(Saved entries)

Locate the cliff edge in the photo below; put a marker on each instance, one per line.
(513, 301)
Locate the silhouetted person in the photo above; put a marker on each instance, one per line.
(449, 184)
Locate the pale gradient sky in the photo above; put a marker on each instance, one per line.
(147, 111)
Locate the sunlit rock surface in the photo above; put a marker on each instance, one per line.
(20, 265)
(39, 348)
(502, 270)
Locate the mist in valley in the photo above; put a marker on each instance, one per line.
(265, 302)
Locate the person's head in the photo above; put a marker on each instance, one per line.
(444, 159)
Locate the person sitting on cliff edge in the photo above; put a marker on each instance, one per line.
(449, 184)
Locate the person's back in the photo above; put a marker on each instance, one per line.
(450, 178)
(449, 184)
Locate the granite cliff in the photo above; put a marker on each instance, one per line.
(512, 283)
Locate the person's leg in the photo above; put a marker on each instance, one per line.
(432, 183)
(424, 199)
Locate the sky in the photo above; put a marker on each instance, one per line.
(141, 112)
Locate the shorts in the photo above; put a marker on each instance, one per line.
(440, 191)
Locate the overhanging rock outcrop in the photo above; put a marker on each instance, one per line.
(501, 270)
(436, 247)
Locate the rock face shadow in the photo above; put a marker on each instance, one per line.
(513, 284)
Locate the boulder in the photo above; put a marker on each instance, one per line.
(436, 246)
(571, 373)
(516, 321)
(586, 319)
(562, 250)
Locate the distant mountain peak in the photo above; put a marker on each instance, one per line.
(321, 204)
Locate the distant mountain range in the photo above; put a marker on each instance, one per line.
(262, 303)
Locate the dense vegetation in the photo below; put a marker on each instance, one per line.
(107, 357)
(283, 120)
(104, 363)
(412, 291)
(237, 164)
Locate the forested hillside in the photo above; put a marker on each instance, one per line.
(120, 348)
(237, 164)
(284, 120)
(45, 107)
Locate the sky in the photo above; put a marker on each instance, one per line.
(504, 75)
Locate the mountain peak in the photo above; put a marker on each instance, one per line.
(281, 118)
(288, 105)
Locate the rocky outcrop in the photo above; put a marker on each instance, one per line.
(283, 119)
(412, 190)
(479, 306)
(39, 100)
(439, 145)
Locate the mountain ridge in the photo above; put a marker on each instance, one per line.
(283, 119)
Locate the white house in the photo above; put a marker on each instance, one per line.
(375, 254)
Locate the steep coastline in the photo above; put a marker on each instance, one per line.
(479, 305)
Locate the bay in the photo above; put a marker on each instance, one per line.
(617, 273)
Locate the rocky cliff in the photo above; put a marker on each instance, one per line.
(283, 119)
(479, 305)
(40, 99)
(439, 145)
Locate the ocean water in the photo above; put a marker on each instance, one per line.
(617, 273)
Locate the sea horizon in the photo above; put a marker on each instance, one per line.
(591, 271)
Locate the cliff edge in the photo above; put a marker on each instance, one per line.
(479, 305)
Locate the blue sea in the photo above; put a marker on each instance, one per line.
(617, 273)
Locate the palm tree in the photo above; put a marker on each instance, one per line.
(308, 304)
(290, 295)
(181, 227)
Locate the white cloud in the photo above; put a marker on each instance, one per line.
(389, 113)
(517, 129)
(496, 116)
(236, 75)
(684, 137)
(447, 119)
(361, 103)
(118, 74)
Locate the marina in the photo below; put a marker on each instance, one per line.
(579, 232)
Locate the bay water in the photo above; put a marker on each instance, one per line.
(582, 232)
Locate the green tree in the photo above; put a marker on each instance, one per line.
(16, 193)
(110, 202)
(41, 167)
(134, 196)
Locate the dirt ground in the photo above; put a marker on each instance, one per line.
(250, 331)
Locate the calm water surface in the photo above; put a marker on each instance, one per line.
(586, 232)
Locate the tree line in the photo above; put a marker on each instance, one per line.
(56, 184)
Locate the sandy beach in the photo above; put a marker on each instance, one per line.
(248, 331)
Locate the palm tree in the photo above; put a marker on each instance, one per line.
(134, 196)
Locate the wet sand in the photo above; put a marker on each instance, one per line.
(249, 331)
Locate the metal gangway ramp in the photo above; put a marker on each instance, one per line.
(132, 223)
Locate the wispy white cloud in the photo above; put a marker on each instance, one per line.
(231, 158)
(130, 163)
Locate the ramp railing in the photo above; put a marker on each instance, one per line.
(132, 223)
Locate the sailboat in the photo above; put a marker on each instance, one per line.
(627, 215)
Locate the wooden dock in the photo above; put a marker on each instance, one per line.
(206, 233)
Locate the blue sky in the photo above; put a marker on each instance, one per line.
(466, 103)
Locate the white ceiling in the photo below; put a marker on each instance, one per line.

Problem:
Print, exactly as they appear above, the lines running from the one with "Locate the ramp" through the final line.

Exercise result:
Locate the ramp railing in the photo above; put a marker on each instance, one per line.
(132, 223)
Locate the sailboat in the photo above; put a marker on each instance, one per line.
(627, 215)
Locate the wooden dock in the photo above; put a marker on each instance, one per line.
(206, 233)
Locate the blue sky in the photo above; put a marker on each instance, one per line.
(466, 103)
Locate the white ceiling in the photo below; put a marker on each instance, one per line.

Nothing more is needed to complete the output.